Task requirements
Copy every entry below, exactly and in full.
(Excerpted data Opens)
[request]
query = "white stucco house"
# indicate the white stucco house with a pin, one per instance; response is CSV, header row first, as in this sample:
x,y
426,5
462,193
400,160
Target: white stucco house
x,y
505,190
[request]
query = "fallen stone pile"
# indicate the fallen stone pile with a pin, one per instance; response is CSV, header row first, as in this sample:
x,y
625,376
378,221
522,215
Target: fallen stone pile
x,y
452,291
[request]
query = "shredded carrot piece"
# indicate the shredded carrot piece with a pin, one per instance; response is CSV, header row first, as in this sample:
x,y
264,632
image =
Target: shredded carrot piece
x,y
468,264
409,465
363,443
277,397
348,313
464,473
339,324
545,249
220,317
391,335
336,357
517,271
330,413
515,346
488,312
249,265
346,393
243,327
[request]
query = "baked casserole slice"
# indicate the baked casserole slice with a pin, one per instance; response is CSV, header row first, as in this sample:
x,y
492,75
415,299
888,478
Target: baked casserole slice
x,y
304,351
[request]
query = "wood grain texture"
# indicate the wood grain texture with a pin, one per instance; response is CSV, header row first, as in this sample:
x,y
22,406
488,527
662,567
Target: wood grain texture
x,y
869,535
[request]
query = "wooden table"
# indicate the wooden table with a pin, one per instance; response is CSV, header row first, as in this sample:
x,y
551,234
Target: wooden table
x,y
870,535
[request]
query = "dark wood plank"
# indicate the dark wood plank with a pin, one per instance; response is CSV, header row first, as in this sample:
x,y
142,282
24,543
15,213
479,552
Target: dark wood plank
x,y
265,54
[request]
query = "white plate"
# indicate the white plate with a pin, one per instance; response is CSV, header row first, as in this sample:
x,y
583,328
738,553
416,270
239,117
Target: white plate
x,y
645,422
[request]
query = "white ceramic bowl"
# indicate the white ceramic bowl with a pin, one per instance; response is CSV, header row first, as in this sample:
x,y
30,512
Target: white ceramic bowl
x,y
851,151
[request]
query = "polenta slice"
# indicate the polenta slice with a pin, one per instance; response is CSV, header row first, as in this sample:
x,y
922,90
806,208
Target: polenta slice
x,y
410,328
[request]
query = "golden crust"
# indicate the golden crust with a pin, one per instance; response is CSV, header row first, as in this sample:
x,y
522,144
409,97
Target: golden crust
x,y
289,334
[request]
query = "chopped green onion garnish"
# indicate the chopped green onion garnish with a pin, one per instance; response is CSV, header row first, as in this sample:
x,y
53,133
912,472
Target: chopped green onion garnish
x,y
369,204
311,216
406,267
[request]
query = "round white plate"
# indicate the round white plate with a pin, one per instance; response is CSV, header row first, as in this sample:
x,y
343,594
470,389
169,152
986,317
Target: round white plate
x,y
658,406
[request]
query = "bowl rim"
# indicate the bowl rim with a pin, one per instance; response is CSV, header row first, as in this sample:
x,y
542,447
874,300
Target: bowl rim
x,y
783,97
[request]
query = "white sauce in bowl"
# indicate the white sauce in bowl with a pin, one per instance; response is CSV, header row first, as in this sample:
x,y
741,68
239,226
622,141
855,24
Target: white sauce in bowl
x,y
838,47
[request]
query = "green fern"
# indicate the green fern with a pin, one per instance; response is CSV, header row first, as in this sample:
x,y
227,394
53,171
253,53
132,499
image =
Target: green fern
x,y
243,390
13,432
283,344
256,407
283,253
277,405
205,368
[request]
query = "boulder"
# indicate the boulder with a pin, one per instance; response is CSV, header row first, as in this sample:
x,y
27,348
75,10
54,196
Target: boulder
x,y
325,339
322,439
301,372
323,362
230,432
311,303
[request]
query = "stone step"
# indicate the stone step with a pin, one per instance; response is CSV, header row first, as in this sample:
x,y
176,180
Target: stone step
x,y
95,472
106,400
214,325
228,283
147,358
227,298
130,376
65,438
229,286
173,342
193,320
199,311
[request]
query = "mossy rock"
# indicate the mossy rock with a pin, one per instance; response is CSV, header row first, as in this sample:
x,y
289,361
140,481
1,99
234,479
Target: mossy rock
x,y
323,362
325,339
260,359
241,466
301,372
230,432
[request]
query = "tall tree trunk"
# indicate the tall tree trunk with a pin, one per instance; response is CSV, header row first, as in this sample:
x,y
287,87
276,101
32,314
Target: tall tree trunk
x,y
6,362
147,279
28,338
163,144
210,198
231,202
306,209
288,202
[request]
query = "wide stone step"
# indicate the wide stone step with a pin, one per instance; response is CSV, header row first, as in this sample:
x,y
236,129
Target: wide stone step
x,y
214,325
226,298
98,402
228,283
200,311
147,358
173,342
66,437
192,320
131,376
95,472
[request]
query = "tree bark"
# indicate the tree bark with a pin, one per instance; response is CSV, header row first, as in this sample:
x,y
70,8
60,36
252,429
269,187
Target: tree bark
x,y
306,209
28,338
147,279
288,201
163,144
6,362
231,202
(Excerpted data Closes)
Your response
[request]
query = "white stucco house"
# indicate the white stucco house with a pin, one per instance; response is CSV, header row first, as in this sample:
x,y
426,5
462,193
400,160
Target: white stucco house
x,y
505,190
[request]
query = "fallen stone pile"
# indicate the fallen stone pile with a pin, one per instance; response is CSV, header row first, as in this sample:
x,y
625,376
378,221
522,215
Target: fallen stone pile
x,y
452,291
[request]
query = "shredded carrot piece"
# indicate the shredded carrot piece with a pin, one per instance; response is CSV, header row first, as in this sample:
x,y
264,632
image =
Target: shredded carrot piece
x,y
468,264
409,465
363,443
277,397
348,313
464,473
339,324
545,249
220,317
391,335
336,357
517,271
330,413
515,346
488,312
249,265
346,393
243,327
[request]
query = "baked casserole slice"
# indicate the baked casserole slice with a pin, one per instance; response is CSV, header row first, as in this sample:
x,y
492,75
415,299
888,478
Target: baked casserole slice
x,y
304,351
[request]
query = "wood grain texture"
# indicate the wood grain texture with a pin, one per instance; response is CSV, header row first, as in this sample:
x,y
22,406
488,527
662,567
Target: wood grain texture
x,y
869,535
[request]
query = "wooden table"
# indicate the wooden table with a pin, one per instance; response is CSV, header row first, as in this sample:
x,y
551,234
Target: wooden table
x,y
870,535
[request]
query = "dark wood plank"
# indicate the dark wood plank with a pin, one per instance; response is CSV, header row first, as in this sample:
x,y
142,282
24,543
15,213
479,552
Target: dark wood plank
x,y
265,54
[request]
query = "white plate"
# indicate the white plate with a pin, one per instance; response is CSV, header row first, as in this sample:
x,y
583,328
738,553
416,270
239,117
Target: white plate
x,y
645,422
[request]
query = "white ceramic bowl"
# indicate the white ceramic bowl with a pin, one per instance; response is CSV, header row first, as in this sample:
x,y
30,512
Target: white ceramic bowl
x,y
851,151
[request]
query = "polenta slice"
# indicate the polenta slice with a pin, one per instance; response is CSV, header row first, as in this sample:
x,y
922,90
806,208
Target: polenta slice
x,y
410,328
[request]
query = "golden crust"
# indicate the golden crust with a pin, one per instance; response is CSV, header row first, as in this sample:
x,y
522,144
409,97
Target: golden crust
x,y
289,334
[request]
query = "chopped green onion garnish"
# indicate the chopped green onion garnish with a pin, one per instance; response is CSV, header row first, as in this sample:
x,y
53,133
912,472
Target: chopped green onion garnish
x,y
369,204
311,216
406,267
[request]
query = "round white plate"
# indicate the round white plate with a pin, one per instance; response is CSV, header row first, as in this sample:
x,y
343,594
470,389
169,152
986,317
Target: round white plate
x,y
658,406
[request]
query = "bowl rim"
# indicate the bowl rim with a pin, one per instance; response is CSV, header row first, as in this sample:
x,y
542,447
874,300
Target: bowl rim
x,y
783,97
[request]
query = "white sauce in bowl"
# indicate the white sauce in bowl with a pin, one per instance; response is CSV, header row first, as in this sample:
x,y
741,68
239,226
622,141
855,24
Target: white sauce in bowl
x,y
838,47
[request]
query = "green fern"
# indicate the green fern with a pin, one per instance; response is CSV, header row first, as in this sample:
x,y
227,394
53,171
253,53
132,499
image =
Target: green fern
x,y
243,390
13,432
283,344
256,407
283,253
277,405
205,368
[request]
query = "boulder"
# indicate the boulder with a pin, one per instance; response is CSV, header row first, as in this sample:
x,y
27,348
75,10
54,196
Target: boulder
x,y
325,339
322,439
301,372
323,362
230,432
311,303
[request]
query = "stone step"
# indicate the stone step with a pin, one per instance; response is CSV, header row first, as in this sample:
x,y
176,180
Target: stone step
x,y
95,472
106,400
214,325
228,283
147,358
227,298
130,376
65,438
229,286
173,342
193,320
199,311
[request]
query = "mossy rock"
# indicate the mossy rock with a pin, one per instance; response is CSV, header row first, as in this sample:
x,y
289,361
140,481
1,99
234,479
Target: mossy rock
x,y
323,362
325,339
260,359
241,466
301,372
230,432
[request]
query = "tall tree trunk"
# indicate the tall tree trunk with a pin, one per instance; response is CSV, header row first, as in this sample:
x,y
287,87
276,101
32,314
Target: tall tree trunk
x,y
6,362
147,279
28,338
163,144
210,198
231,202
306,209
288,202
[request]
query = "wide stone step"
# indicate the wide stone step with a pin, one per instance; response is CSV, header row first, as in this sample:
x,y
236,129
Target: wide stone step
x,y
214,325
226,298
98,402
228,283
200,311
147,358
173,342
66,437
192,320
131,376
95,472
[request]
query = "tree bark"
# indicate the tree bark with a pin, one per instance; response is CSV, header row first, as in this sample:
x,y
70,8
60,36
252,429
269,187
Target: tree bark
x,y
306,209
28,338
147,279
288,201
163,144
6,362
231,202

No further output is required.